» BRIEF
Return the entries below in their exact form, leaving the pictures out.
_ _ _ _ _
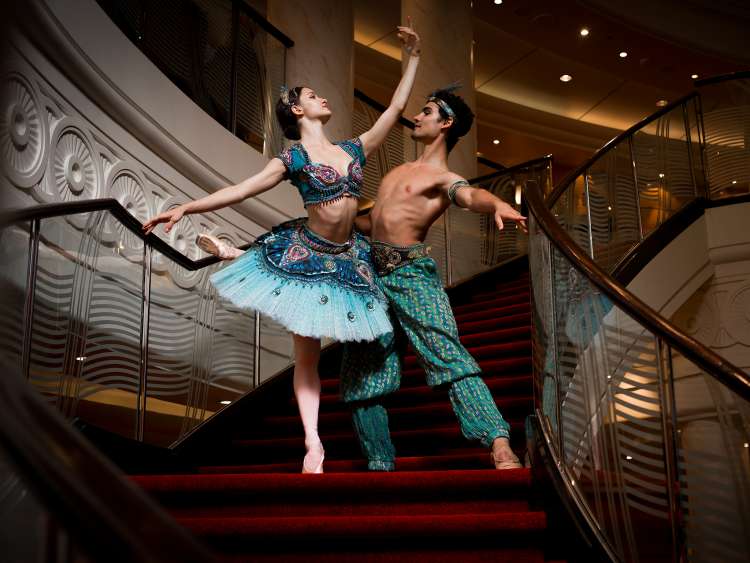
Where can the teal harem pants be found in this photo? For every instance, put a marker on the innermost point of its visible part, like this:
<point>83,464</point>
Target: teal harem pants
<point>420,312</point>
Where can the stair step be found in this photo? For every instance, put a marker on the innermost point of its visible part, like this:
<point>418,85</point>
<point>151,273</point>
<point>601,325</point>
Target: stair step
<point>437,411</point>
<point>283,532</point>
<point>344,445</point>
<point>460,492</point>
<point>492,313</point>
<point>478,460</point>
<point>501,376</point>
<point>476,326</point>
<point>493,303</point>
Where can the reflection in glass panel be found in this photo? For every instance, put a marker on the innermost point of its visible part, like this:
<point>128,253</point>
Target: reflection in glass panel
<point>610,404</point>
<point>85,348</point>
<point>276,348</point>
<point>614,207</point>
<point>662,163</point>
<point>726,120</point>
<point>14,256</point>
<point>28,531</point>
<point>713,433</point>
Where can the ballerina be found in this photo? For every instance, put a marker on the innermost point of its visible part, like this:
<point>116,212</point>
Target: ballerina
<point>313,275</point>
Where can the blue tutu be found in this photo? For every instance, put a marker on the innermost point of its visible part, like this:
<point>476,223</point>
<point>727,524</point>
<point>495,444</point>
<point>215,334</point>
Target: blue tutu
<point>310,285</point>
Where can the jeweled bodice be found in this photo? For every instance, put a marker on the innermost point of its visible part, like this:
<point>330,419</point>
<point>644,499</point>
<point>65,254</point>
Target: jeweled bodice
<point>320,183</point>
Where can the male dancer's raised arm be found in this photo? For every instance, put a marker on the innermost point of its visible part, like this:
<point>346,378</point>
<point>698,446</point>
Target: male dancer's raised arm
<point>480,200</point>
<point>376,135</point>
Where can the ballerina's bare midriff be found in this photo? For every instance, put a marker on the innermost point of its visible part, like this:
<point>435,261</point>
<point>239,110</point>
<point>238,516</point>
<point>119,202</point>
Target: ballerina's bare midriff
<point>333,220</point>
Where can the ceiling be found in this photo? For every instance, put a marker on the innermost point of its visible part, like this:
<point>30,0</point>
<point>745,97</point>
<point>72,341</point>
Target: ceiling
<point>522,47</point>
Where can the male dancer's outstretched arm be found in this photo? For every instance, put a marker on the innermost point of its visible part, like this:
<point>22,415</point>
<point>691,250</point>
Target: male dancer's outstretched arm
<point>479,200</point>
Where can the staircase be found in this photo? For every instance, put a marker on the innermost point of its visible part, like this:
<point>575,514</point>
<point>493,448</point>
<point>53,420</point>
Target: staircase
<point>445,502</point>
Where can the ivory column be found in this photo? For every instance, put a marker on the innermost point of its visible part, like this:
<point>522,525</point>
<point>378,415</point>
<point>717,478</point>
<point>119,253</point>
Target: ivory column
<point>446,29</point>
<point>323,53</point>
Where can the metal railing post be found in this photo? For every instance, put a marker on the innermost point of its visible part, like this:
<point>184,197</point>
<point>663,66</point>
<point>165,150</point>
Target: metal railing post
<point>588,212</point>
<point>636,191</point>
<point>234,70</point>
<point>28,308</point>
<point>256,352</point>
<point>143,367</point>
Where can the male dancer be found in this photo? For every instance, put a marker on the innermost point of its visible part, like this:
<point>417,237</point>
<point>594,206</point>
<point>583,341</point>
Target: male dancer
<point>410,199</point>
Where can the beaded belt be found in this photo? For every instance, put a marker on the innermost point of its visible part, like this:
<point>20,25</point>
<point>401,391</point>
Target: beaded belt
<point>387,257</point>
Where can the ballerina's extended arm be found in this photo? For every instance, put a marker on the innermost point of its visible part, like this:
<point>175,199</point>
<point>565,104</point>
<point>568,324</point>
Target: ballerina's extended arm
<point>375,136</point>
<point>256,184</point>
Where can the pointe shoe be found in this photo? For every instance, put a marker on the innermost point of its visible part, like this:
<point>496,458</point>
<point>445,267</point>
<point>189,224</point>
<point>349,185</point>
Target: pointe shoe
<point>217,247</point>
<point>504,458</point>
<point>311,464</point>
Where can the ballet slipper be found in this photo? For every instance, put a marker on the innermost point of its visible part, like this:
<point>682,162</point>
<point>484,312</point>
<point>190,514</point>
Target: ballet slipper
_ _ _ _ _
» RESULT
Where can the teal harem pants be found in this photo? For every instance, put a marker on the innermost point of its visible part, like this:
<point>83,464</point>
Target: teal harem pants
<point>420,312</point>
Where can the stair step be found in this photo? For every instance, put a marker on the innermost point of its visible part, like this:
<point>418,85</point>
<point>151,273</point>
<point>601,325</point>
Target: stair step
<point>437,411</point>
<point>283,532</point>
<point>344,445</point>
<point>460,492</point>
<point>492,313</point>
<point>478,460</point>
<point>501,376</point>
<point>476,326</point>
<point>493,303</point>
Where can the reflection in glass panel be found in this photo? For every instance, put a marker on the innermost point of its visible part, like this:
<point>128,253</point>
Target: reflection in glass panel
<point>610,404</point>
<point>85,348</point>
<point>276,348</point>
<point>614,207</point>
<point>662,163</point>
<point>726,120</point>
<point>14,256</point>
<point>28,531</point>
<point>713,433</point>
Where can the ballerina be found in this photo? For every instance, put a marker on the innermost point of its visible part, like this:
<point>116,212</point>
Target: ballerina
<point>313,275</point>
Where can the blue tutu be found in this photo? For every instance, put a marker on the innermost point of its visible part, like this:
<point>476,223</point>
<point>727,524</point>
<point>495,444</point>
<point>215,334</point>
Target: blue tutu
<point>310,285</point>
Where can the jeweled bodice be found in this photo? For every instance, put a marker on the innermost point of its visible part, like this:
<point>330,419</point>
<point>644,499</point>
<point>65,254</point>
Target: jeweled bodice
<point>320,183</point>
Where can the male dancer's raised arm be found in this photo? For every instance, put a marker on the innermost point of its visible part, like this:
<point>346,378</point>
<point>698,446</point>
Target: male dancer's raised arm
<point>480,200</point>
<point>376,135</point>
Where can the ballerina's bare midriff be found in this photo? For every instance, put a marker on the innermost point of its visible part, like this:
<point>435,261</point>
<point>239,110</point>
<point>238,516</point>
<point>119,202</point>
Target: ballerina's bare midriff
<point>333,220</point>
Where can the ceiling be found in this photo? For every instance, put a marker on the innermost point of its visible part, like this:
<point>30,0</point>
<point>745,97</point>
<point>72,341</point>
Target: ceiling
<point>522,47</point>
Where can the male dancer's outstretched arm be found in this photo? For every instance, put a marker on the innermost point of its visible part, like this:
<point>22,415</point>
<point>691,250</point>
Target: male dancer's outstretched arm
<point>479,200</point>
Where can the staircase be found in this photo? For every instance, put a marker on the innermost point of its visible part, like this:
<point>575,514</point>
<point>493,448</point>
<point>53,420</point>
Target: staircase
<point>445,502</point>
Where can the ivory column be found in this photo? For every instance, put a marker on the innermost point of its visible part, like this:
<point>522,525</point>
<point>378,415</point>
<point>717,478</point>
<point>119,253</point>
Target: ivory column
<point>446,29</point>
<point>323,53</point>
Where can the metal railing post be found in this photo? For every instance, put a marker on the innermost point of its visible part, like this:
<point>184,197</point>
<point>663,66</point>
<point>165,150</point>
Target: metal railing post
<point>588,212</point>
<point>636,191</point>
<point>234,70</point>
<point>28,308</point>
<point>256,352</point>
<point>143,367</point>
Where can the male dancer be found in this photo? For every instance, put a marker on the innermost point of its visible part, like this:
<point>417,237</point>
<point>594,206</point>
<point>583,341</point>
Target: male dancer
<point>410,199</point>
Where can the beaded belt be found in this photo? For every instance, put a marker on the innermost point of its visible part, like this:
<point>20,25</point>
<point>401,391</point>
Target: beaded belt
<point>387,257</point>
Where can the ballerina's extended arm be found in this photo? For every instance, put a marker on the innermost point of its visible part, like this:
<point>175,199</point>
<point>565,104</point>
<point>568,324</point>
Target: ballerina's extended arm
<point>375,136</point>
<point>256,184</point>
Where can the pointe shoe be found in this photo? For every instance, put a marker on the innermost point of its visible part, like this:
<point>496,458</point>
<point>445,267</point>
<point>189,224</point>
<point>349,185</point>
Target: pointe shoe
<point>217,247</point>
<point>504,458</point>
<point>311,464</point>
Where can the ballet slipper be found in this photo? For every instance, put a marker on the innermost point of its visible part, like this:
<point>682,162</point>
<point>484,312</point>
<point>190,514</point>
Target: ballet slipper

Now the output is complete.